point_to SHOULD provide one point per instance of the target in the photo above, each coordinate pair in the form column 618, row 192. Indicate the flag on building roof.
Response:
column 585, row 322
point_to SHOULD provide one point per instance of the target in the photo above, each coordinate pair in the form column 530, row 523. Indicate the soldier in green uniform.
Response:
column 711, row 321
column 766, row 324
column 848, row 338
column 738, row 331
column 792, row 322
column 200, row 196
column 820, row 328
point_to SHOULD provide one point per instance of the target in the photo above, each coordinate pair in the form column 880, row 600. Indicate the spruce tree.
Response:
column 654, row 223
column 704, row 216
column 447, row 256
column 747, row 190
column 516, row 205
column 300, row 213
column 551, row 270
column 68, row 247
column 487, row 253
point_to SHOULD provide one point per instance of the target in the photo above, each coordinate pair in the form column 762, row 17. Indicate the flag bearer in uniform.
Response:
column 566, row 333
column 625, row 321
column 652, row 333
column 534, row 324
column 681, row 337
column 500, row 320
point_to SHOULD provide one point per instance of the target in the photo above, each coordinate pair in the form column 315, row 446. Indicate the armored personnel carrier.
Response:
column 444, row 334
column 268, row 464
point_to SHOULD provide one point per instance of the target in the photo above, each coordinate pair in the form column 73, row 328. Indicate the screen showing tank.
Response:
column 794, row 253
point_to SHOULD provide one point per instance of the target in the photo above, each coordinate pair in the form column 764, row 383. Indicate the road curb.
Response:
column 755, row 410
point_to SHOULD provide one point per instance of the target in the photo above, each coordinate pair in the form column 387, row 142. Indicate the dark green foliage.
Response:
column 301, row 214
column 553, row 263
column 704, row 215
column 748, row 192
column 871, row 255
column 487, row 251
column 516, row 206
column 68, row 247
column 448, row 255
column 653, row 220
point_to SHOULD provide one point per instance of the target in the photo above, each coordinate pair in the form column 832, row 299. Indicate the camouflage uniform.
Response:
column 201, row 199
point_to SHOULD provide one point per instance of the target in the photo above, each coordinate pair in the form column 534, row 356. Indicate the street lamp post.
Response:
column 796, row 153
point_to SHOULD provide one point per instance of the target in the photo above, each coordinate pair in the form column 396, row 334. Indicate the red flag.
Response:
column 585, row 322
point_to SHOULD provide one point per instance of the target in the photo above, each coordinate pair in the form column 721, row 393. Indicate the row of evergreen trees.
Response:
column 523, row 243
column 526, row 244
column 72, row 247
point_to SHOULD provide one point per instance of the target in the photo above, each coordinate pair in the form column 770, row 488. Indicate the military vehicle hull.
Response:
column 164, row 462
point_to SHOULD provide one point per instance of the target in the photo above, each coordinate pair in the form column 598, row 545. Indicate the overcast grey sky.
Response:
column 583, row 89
----------
▶ _OBJECTIVE_
Copy every line of the data above word for word, from the first point_to line through the final coordinate pair.

▶ _SOLVED PROBLEM_
point_to SHOULD provide one point per instance of the target in the photo above, each coordinate pair in the form column 618, row 192. Indicate the flag on building roof.
Response:
column 585, row 322
point_to SHOULD provide one point per instance of the target in the photo above, each coordinate pair in the form column 530, row 523. Indicate the soldier in green uniform.
Response:
column 711, row 321
column 766, row 324
column 848, row 338
column 738, row 331
column 792, row 322
column 200, row 196
column 820, row 328
point_to SHOULD provide one point per instance of the target in the photo above, each coordinate pair in the form column 880, row 600. Indicate the spruce tree.
Response:
column 654, row 223
column 704, row 216
column 447, row 256
column 747, row 190
column 516, row 205
column 300, row 213
column 551, row 270
column 68, row 247
column 487, row 253
point_to SHOULD provide one point per instance of the target in the photo above, each coordinate pair in the form column 762, row 17. Indicate the flag bearer in uniform.
Response:
column 566, row 333
column 625, row 321
column 652, row 333
column 534, row 324
column 681, row 337
column 500, row 320
point_to SHOULD provide one point per instance of the target in the photo above, each coordinate pair in the form column 315, row 446. Indicate the armored personnel carrier.
Response:
column 444, row 334
column 268, row 464
point_to SHOULD provide one point per instance of the target in the photo above, each coordinate pair in the form column 73, row 328. Indicate the screen showing tank.
Response:
column 794, row 253
point_to SHOULD provide one point per instance of the target in the photo above, each coordinate pair in the form column 764, row 383. Indicate the road curb.
Response:
column 755, row 410
point_to SHOULD provide one point per instance of the target in the photo above, each coordinate pair in the form column 387, row 142. Indicate the dark green foliage.
Response:
column 301, row 214
column 553, row 263
column 704, row 215
column 748, row 192
column 871, row 255
column 487, row 251
column 516, row 206
column 68, row 247
column 448, row 255
column 653, row 220
point_to SHOULD provide one point per instance of the target in the photo above, each coordinate pair in the form column 832, row 299. Indicate the camouflage uniform.
Response:
column 201, row 199
point_to SHOULD provide one point per instance of the target in the photo above, each coordinate pair in the form column 534, row 356. Indicate the street lamp post.
Response:
column 796, row 153
point_to SHOULD provide one point per instance of the target in the photo above, each coordinate pair in the form column 396, row 334. Indicate the red flag.
Response:
column 585, row 322
point_to SHOULD provide one point per instance of the target in the photo above, each coordinate pair in the form column 721, row 393. Indicate the row of evergreen trees.
Response:
column 523, row 243
column 526, row 244
column 72, row 247
point_to SHOULD provide one point per instance of the target in the photo above, each coordinate pair in the form column 770, row 488. Indicate the military vehicle hull.
Response:
column 164, row 462
point_to SHOULD provide one point per instance of the target in the photo above, each coordinate pair in the form column 598, row 545. Indicate the overcast grey sky.
Response:
column 583, row 89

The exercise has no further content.